**Trecho fornecido**
((

Instinto Materno: um remake redundante

Cena do filme Instinto Materno
Instinto Materno: direção de Benoît Delhomme

FALTOU ENFATIZAR O UNIVERSO SONORO!

Se você, cinéfilo ávido por um bom thriller inspirado no estilo de Alfred Hitchcock, tropeçar no serviço de streaming com Instinto Materno, dirigido em 2024 por Benoît Delhomme, talvez fique logo tentado a dar o play. Não é para menos: as presenças de Jessica Chastain e Anne Hathaway no elenco funcionam como chamariz. Trata-se de um bom filme e recomendo que assista. Porém, para que tire melhor proveito da experiência, sugiro que considere a longa cadeia de fatos que está por trás dessa produção hollywoodiana. E ela começa... na Bélgica!
        Em 2012, a escritora belga Barbara Abel, autora de vários romances policiais de sucesso, publicou seu livro Derrière la Haine (Por Trás do Ódio). O romance foi adaptado para o cinema em 2018 pelo cineasta Olivier Masset-Depasse, também belga, com o título de Duelles (Duelos). O livro ganhou mais tarde uma versão em inglês, publicada com o título de Mothers’ Instinct. O sucesso alcançado atraiu o interesse de produtores americanos e acabou se tornando um projeto pessoal para a atriz Jessica Chastain, que assumiu a produção.
        Olivier Masset-Depasse também se envolveu diretamente na realização do remake e estava escalado para dirigi-lo, mas acabou pulando fora na última hora – e não digo isso apenas como força de expressão! Três dias antes do início das filmagens, a batata quente caiu nas mãos de Benoît Delhomme. Mas, afinal de contas, quem é Benoît Delhomme? Trata-se do experiente diretor de fotografia francês que já tem quase 70 filmes no seu currículo, trabalhando com diversos diretores de renome. Como ele já estava envolvido no projeto até o pescoço – fora arregimentado como diretor de fotografia – acabou assumindo a direção de Instinto Materno.

))

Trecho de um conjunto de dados

((

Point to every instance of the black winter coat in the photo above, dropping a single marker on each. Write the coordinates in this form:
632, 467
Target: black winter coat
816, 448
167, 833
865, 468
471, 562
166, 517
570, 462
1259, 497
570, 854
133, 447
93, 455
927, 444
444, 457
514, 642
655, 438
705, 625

))

**Partes do exercício**
a: Liste todos os nomes de pessoas citados na crítica sobre Instinto Materno.
b: Reproduza, da crítica sobre Instinto Materno, o trecho que vai de "Cena do filme" até "começa... na Bélgica!".
c: Dê sequência à crítica sobre Instinto Materno a partir do ponto em que ela termina.
Os registros provêm de uma fonte diferente da crítica sobre Instinto Materno.

**Respostas escritas**
a: Benoît Delhomme, Alfred Hitchcock, Jessica Chastain, Anne Hathaway, Barbara Abel, Olivier Masset-Depasse

b:
Cena do filme Instinto Materno
Instinto Materno: direção de Benoît Delhomme

FALTOU ENFATIZAR O UNIVERSO SONORO!

Se você, cinéfilo ávido por um bom thriller inspirado no estilo de Alfred Hitchcock, tropeçar no serviço de streaming com Instinto Materno, dirigido em 2024 por Benoît Delhomme, talvez fique logo tentado a dar o play. Não é para menos: as presenças de Jessica Chastain e Anne Hathaway no elenco funcionam como chamariz. Trata-se de um bom filme e recomendo que assista. Porém, para que tire melhor proveito da experiência, sugiro que considere a longa cadeia de fatos que está por trás dessa produção hollywoodiana. E ela começa... na Bélgica!

c:
        Bem, caro cinéfilo, nesta curta introdução tentei apreender o espírito desse filme. Com um visual apuradíssimo, era para ser uma versão americanizada de um sucesso europeu. Porém, sob a tutela de um diretor de fotografia – talentoso e profundo conhecedor da sétima arte, é verdade – o longa acabou ficando órfão de um contador de histórias mais sintonizado com o paladar do... mercado. O remake, concebido para agradar aos espectadores americanos, acabou bebendo na mesma fonte do original europeu, decepcionando a crítica especializada. Esperavam mais apelo de um... thriller inspirado no estilo de Alfred Hitchcock!
        Para o resto do mundo, Instinto Materno chega como uma curiosidade: mantém a atmosfera envolvente que os Estados Unidos respiravam nos anos 1960 e compila um punhado de referências à obra de Hitchcock, mas parece emular o jeito europeu de fazer cinema. Soa redundante, uma vez que o premiado filme original já seguiu pelos mesmos caminhos. Como novidade, ficamos apenas com as presenças de duas atrizes americanas muito magnéticas, que aproveitaram a oportunidade de fazer um cinema mais... internacional.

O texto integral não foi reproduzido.